Extend the documentation excerpt below on writing a dataset to TFRecord files, beginning directly after its closing line on time complexity.

Document excerpt:

## Begin

Write the dataset to TFRecord files.

The TFRecord files will contain tf.train.Example # noqa: E501 records, with one Example record for each row in the dataset.

Warning

tf.train.Feature only natively stores ints, floats, and bytes, so this function only supports datasets with these data types, and will error if the dataset contains unsupported types.

This is only supported for datasets convertible to Arrow records. To control the number of files, use .repartition().

Unless a custom block path provider is given, the format of the output files will be {uuid}_{block_idx}.tfrecords, where uuid is an unique id for the dataset.

Examples

>>> import ray
>>> ds = ray.data.from_items([
...     { "name": "foo", "score": 42 },
...     { "name": "bar", "score": 43 },
... ])
>>> ds.write_tfrecords("s3://bucket/path") 

Time complexity: O(dataset size / parallelism)

## End

Material:
## Begin

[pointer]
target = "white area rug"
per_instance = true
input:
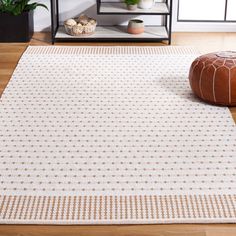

## End

Task result:
Parameters
  • path – The path to the destination root directory, where tfrecords files will be written to.

  • filesystem – The filesystem implementation to write to.

  • try_create_dir – Try to create all directories in destination path if True. Does nothing if all directories already exist.

  • arrow_open_stream_args – kwargs passed to pyarrow.fs.FileSystem.open_output_stream

  • block_path_provider – BlockWritePathProvider implementation to write each dataset block to a custom output path.

  • ray_remote_args – Kwargs passed to ray.remote in the write tasks.